◆ **Work request**
Copy all the lines of the listing below exactly. Skip the images.

☆ ☆ ☆ ☆

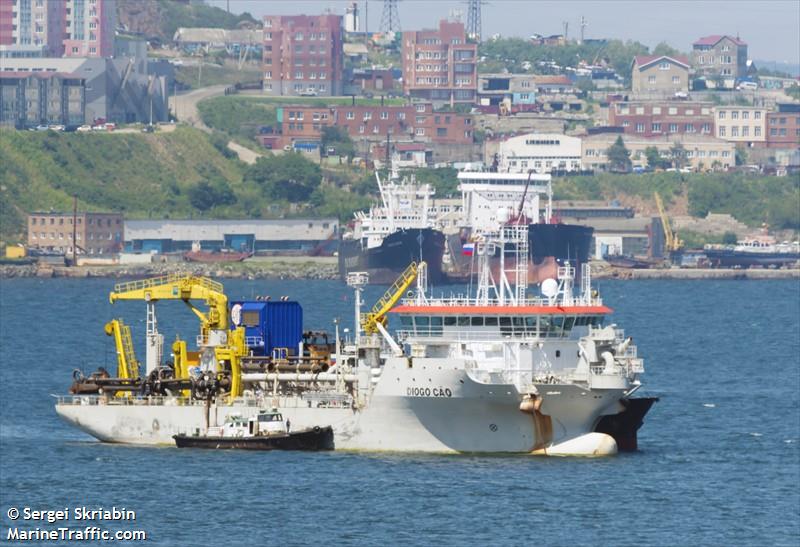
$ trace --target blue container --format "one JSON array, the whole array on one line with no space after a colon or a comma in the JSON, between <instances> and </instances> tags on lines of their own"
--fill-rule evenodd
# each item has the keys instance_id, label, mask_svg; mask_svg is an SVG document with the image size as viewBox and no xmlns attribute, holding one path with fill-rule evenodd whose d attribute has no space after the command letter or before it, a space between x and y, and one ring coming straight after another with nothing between
<instances>
[{"instance_id":1,"label":"blue container","mask_svg":"<svg viewBox=\"0 0 800 547\"><path fill-rule=\"evenodd\" d=\"M247 345L254 355L272 355L287 348L297 355L303 338L303 308L299 302L242 300L231 304L231 329L243 326Z\"/></svg>"}]
</instances>

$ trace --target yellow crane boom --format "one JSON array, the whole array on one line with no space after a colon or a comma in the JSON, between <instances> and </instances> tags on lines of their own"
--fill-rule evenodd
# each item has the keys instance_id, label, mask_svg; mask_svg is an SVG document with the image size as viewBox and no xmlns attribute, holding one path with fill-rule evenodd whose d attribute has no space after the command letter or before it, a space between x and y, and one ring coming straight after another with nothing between
<instances>
[{"instance_id":1,"label":"yellow crane boom","mask_svg":"<svg viewBox=\"0 0 800 547\"><path fill-rule=\"evenodd\" d=\"M139 377L139 361L133 351L131 328L122 319L112 319L104 328L105 333L114 337L117 349L117 378L135 380Z\"/></svg>"},{"instance_id":2,"label":"yellow crane boom","mask_svg":"<svg viewBox=\"0 0 800 547\"><path fill-rule=\"evenodd\" d=\"M118 283L109 294L113 304L117 300L182 300L200 318L201 333L228 328L228 297L222 292L222 283L207 277L170 274L150 279ZM207 312L200 311L192 300L203 300Z\"/></svg>"},{"instance_id":3,"label":"yellow crane boom","mask_svg":"<svg viewBox=\"0 0 800 547\"><path fill-rule=\"evenodd\" d=\"M653 193L656 199L656 207L658 207L658 215L661 217L661 227L664 229L664 243L667 251L674 252L683 248L683 241L681 241L676 234L672 232L672 227L669 224L669 217L667 211L664 209L664 202L661 201L661 196L658 192Z\"/></svg>"},{"instance_id":4,"label":"yellow crane boom","mask_svg":"<svg viewBox=\"0 0 800 547\"><path fill-rule=\"evenodd\" d=\"M424 267L424 262L420 262L419 265L417 265L416 262L409 264L408 268L400 274L400 277L395 280L392 286L389 287L384 295L375 303L372 310L361 314L361 327L364 329L365 334L377 333L378 327L376 325L378 323L386 326L386 314L389 313L395 304L403 297L403 294L405 294L408 288L411 287L411 284L414 283L419 269Z\"/></svg>"}]
</instances>

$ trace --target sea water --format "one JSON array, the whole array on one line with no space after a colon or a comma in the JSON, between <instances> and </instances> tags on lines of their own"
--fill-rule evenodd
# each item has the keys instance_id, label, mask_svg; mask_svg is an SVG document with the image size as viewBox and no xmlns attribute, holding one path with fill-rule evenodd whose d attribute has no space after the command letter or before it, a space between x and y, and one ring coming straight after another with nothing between
<instances>
[{"instance_id":1,"label":"sea water","mask_svg":"<svg viewBox=\"0 0 800 547\"><path fill-rule=\"evenodd\" d=\"M96 525L143 530L147 545L800 543L797 281L600 282L645 360L640 393L660 397L639 452L600 459L97 442L58 418L51 394L66 393L74 369L115 368L111 318L131 324L143 358L144 303L110 305L113 284L0 281L0 541L11 529ZM299 300L307 328L332 331L337 317L352 328L338 282L225 286L231 298ZM194 339L181 302L160 302L158 317L165 347L176 332ZM9 518L25 507L125 508L135 520Z\"/></svg>"}]
</instances>

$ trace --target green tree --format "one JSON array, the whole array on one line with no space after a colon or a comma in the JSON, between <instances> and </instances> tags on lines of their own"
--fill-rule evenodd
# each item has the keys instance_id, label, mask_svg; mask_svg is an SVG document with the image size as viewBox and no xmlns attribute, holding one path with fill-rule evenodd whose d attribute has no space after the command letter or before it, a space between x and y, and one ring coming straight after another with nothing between
<instances>
[{"instance_id":1,"label":"green tree","mask_svg":"<svg viewBox=\"0 0 800 547\"><path fill-rule=\"evenodd\" d=\"M670 146L669 155L672 158L672 166L675 169L683 169L689 163L689 159L686 157L686 148L679 142L675 142Z\"/></svg>"},{"instance_id":2,"label":"green tree","mask_svg":"<svg viewBox=\"0 0 800 547\"><path fill-rule=\"evenodd\" d=\"M322 151L328 153L328 149L333 148L334 154L346 156L350 159L356 154L356 147L347 129L340 126L328 126L322 128Z\"/></svg>"},{"instance_id":3,"label":"green tree","mask_svg":"<svg viewBox=\"0 0 800 547\"><path fill-rule=\"evenodd\" d=\"M725 232L722 234L722 243L725 245L736 245L739 237L734 232Z\"/></svg>"},{"instance_id":4,"label":"green tree","mask_svg":"<svg viewBox=\"0 0 800 547\"><path fill-rule=\"evenodd\" d=\"M245 172L245 180L261 187L264 195L291 203L308 201L322 181L319 165L299 153L258 158Z\"/></svg>"},{"instance_id":5,"label":"green tree","mask_svg":"<svg viewBox=\"0 0 800 547\"><path fill-rule=\"evenodd\" d=\"M648 146L644 149L644 155L647 158L647 166L651 169L658 169L663 167L664 160L661 158L661 153L655 146Z\"/></svg>"},{"instance_id":6,"label":"green tree","mask_svg":"<svg viewBox=\"0 0 800 547\"><path fill-rule=\"evenodd\" d=\"M747 164L747 150L744 146L737 146L735 153L736 165Z\"/></svg>"},{"instance_id":7,"label":"green tree","mask_svg":"<svg viewBox=\"0 0 800 547\"><path fill-rule=\"evenodd\" d=\"M658 45L653 48L653 55L667 55L669 57L675 57L677 55L681 55L681 52L666 42L659 42Z\"/></svg>"},{"instance_id":8,"label":"green tree","mask_svg":"<svg viewBox=\"0 0 800 547\"><path fill-rule=\"evenodd\" d=\"M631 152L625 147L622 135L617 137L614 144L606 152L611 170L618 173L627 173L631 169Z\"/></svg>"},{"instance_id":9,"label":"green tree","mask_svg":"<svg viewBox=\"0 0 800 547\"><path fill-rule=\"evenodd\" d=\"M216 180L210 183L201 180L188 191L189 203L195 209L207 211L212 207L222 205L233 205L236 203L236 195L230 185L224 180Z\"/></svg>"},{"instance_id":10,"label":"green tree","mask_svg":"<svg viewBox=\"0 0 800 547\"><path fill-rule=\"evenodd\" d=\"M793 84L791 87L784 89L783 92L795 101L800 101L800 85Z\"/></svg>"}]
</instances>

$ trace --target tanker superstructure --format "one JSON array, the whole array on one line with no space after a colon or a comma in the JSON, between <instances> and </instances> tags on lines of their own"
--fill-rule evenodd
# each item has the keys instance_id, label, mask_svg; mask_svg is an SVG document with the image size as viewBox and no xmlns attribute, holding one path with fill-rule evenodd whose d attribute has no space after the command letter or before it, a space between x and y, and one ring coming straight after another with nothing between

☆ ☆ ☆ ☆

◆ **Output for this exercise**
$ trace --target blue container --format "one JSON array, the whole array on one line with no space after a colon or a comma in the JSON, between <instances> and </instances> tags on lines of their own"
--fill-rule evenodd
# each item has the keys instance_id, label, mask_svg; mask_svg is an SVG document with the image size as viewBox and no xmlns attribute, holding one path with fill-rule evenodd whose d attribute has no space after the command letter or before it, a space between x and y, and one ring coming straight after another with nothing between
<instances>
[{"instance_id":1,"label":"blue container","mask_svg":"<svg viewBox=\"0 0 800 547\"><path fill-rule=\"evenodd\" d=\"M247 345L254 355L272 355L287 348L297 355L303 338L303 308L299 302L242 300L231 304L231 329L243 326Z\"/></svg>"}]
</instances>

$ trace --target yellow crane boom --format "one JSON array, the whole array on one line with no space after a colon or a comma in the JSON, between <instances> and </instances> tags on lines of their own"
--fill-rule evenodd
# each item has the keys instance_id, label, mask_svg; mask_svg is an SVG document with the image size as viewBox and no xmlns attribute, holding one path with fill-rule evenodd whose d attribute has no space after the command letter or before it, a space between x and y, and one ring coming straight after another with nothing between
<instances>
[{"instance_id":1,"label":"yellow crane boom","mask_svg":"<svg viewBox=\"0 0 800 547\"><path fill-rule=\"evenodd\" d=\"M139 377L139 361L133 351L131 328L122 319L112 319L104 328L105 333L114 337L117 349L117 378L135 380Z\"/></svg>"},{"instance_id":2,"label":"yellow crane boom","mask_svg":"<svg viewBox=\"0 0 800 547\"><path fill-rule=\"evenodd\" d=\"M118 283L109 294L113 304L117 300L182 300L200 318L201 333L228 328L228 297L222 292L222 283L207 277L170 274L150 279ZM207 312L200 311L192 300L203 300Z\"/></svg>"},{"instance_id":3,"label":"yellow crane boom","mask_svg":"<svg viewBox=\"0 0 800 547\"><path fill-rule=\"evenodd\" d=\"M653 193L656 199L656 207L658 207L658 215L661 217L661 227L664 229L664 243L667 251L674 252L683 248L683 241L681 241L676 234L672 232L672 227L669 224L669 217L667 211L664 209L664 202L661 201L661 196L658 192Z\"/></svg>"},{"instance_id":4,"label":"yellow crane boom","mask_svg":"<svg viewBox=\"0 0 800 547\"><path fill-rule=\"evenodd\" d=\"M424 267L424 262L420 262L419 265L417 265L416 262L409 264L408 268L400 274L400 277L395 280L392 286L389 287L384 295L375 303L372 310L361 314L361 327L364 329L365 334L377 333L378 327L376 325L378 323L386 326L386 314L389 313L395 304L403 297L403 294L405 294L408 288L411 287L411 284L414 283L419 269Z\"/></svg>"}]
</instances>

$ trace --target sea water --format "one JSON array, the whole array on one line with no space after a colon or a comma in the JSON, between <instances> and </instances> tags on lines of their own"
--fill-rule evenodd
# each item has the keys instance_id, label, mask_svg; mask_svg is an SVG document with the image size as viewBox and no xmlns attribute, holding one path with fill-rule evenodd whose d attribute has no space after the command letter or before it, a space between x and y, and one ring coming straight after another with nothing between
<instances>
[{"instance_id":1,"label":"sea water","mask_svg":"<svg viewBox=\"0 0 800 547\"><path fill-rule=\"evenodd\" d=\"M96 525L143 530L147 545L800 543L797 281L600 282L645 360L640 393L660 397L639 452L600 459L97 442L58 418L51 394L66 393L74 369L115 368L111 318L131 324L143 358L144 303L110 305L113 284L0 281L0 541L11 529ZM299 300L307 328L332 331L337 317L352 328L338 282L225 286L231 298ZM194 339L181 302L160 302L158 317L165 347L176 332ZM9 518L25 507L125 508L135 520Z\"/></svg>"}]
</instances>

$ trace --target green tree --format "one JSON array, the whole array on one line with no space after a colon or a comma in the JSON, between <instances> and </instances> tags on lines of their own"
--fill-rule evenodd
# each item has the keys instance_id, label, mask_svg; mask_svg is an SVG document with the image size as viewBox and no xmlns attribute, holding one path with fill-rule evenodd whose d attribute has no space after the command letter or before it, a space between x and y, and one ring coming straight after another with nothing between
<instances>
[{"instance_id":1,"label":"green tree","mask_svg":"<svg viewBox=\"0 0 800 547\"><path fill-rule=\"evenodd\" d=\"M670 146L669 155L672 158L672 166L675 169L683 169L689 163L689 159L686 157L686 148L679 142L675 142Z\"/></svg>"},{"instance_id":2,"label":"green tree","mask_svg":"<svg viewBox=\"0 0 800 547\"><path fill-rule=\"evenodd\" d=\"M322 151L328 153L328 149L333 148L334 154L346 156L350 159L356 154L356 147L347 129L340 126L328 126L322 128Z\"/></svg>"},{"instance_id":3,"label":"green tree","mask_svg":"<svg viewBox=\"0 0 800 547\"><path fill-rule=\"evenodd\" d=\"M725 232L722 234L722 243L725 245L736 245L739 237L734 232Z\"/></svg>"},{"instance_id":4,"label":"green tree","mask_svg":"<svg viewBox=\"0 0 800 547\"><path fill-rule=\"evenodd\" d=\"M245 172L245 180L261 187L264 195L291 203L308 201L322 181L319 165L299 153L258 158Z\"/></svg>"},{"instance_id":5,"label":"green tree","mask_svg":"<svg viewBox=\"0 0 800 547\"><path fill-rule=\"evenodd\" d=\"M648 146L644 149L644 155L647 158L647 166L651 169L658 169L663 167L664 160L661 158L661 153L655 146Z\"/></svg>"},{"instance_id":6,"label":"green tree","mask_svg":"<svg viewBox=\"0 0 800 547\"><path fill-rule=\"evenodd\" d=\"M747 164L747 150L744 146L737 146L735 153L736 165Z\"/></svg>"},{"instance_id":7,"label":"green tree","mask_svg":"<svg viewBox=\"0 0 800 547\"><path fill-rule=\"evenodd\" d=\"M658 45L653 48L653 55L667 55L669 57L675 57L677 55L681 55L681 52L666 42L659 42Z\"/></svg>"},{"instance_id":8,"label":"green tree","mask_svg":"<svg viewBox=\"0 0 800 547\"><path fill-rule=\"evenodd\" d=\"M631 152L625 147L622 135L617 137L614 144L606 152L611 170L618 173L627 173L631 169Z\"/></svg>"},{"instance_id":9,"label":"green tree","mask_svg":"<svg viewBox=\"0 0 800 547\"><path fill-rule=\"evenodd\" d=\"M216 180L210 183L201 180L188 191L189 203L195 209L207 211L212 207L222 205L233 205L236 203L236 195L230 185L224 180Z\"/></svg>"},{"instance_id":10,"label":"green tree","mask_svg":"<svg viewBox=\"0 0 800 547\"><path fill-rule=\"evenodd\" d=\"M793 84L791 87L784 89L783 92L795 101L800 101L800 85Z\"/></svg>"}]
</instances>

$ trace --target tanker superstructure --format "one JSON array, the whole array on one line with no space after a colon or a comma in the JSON, between <instances> and </instances> tags on lines of their own"
--fill-rule evenodd
# each item has the keys instance_id, label, mask_svg; mask_svg is an SVG document with the image size as viewBox and no xmlns attribute, holding one path with fill-rule evenodd whose d attribute has no space after the command letter or before it, a space between x and y, and one ring coming straight after another with nothing between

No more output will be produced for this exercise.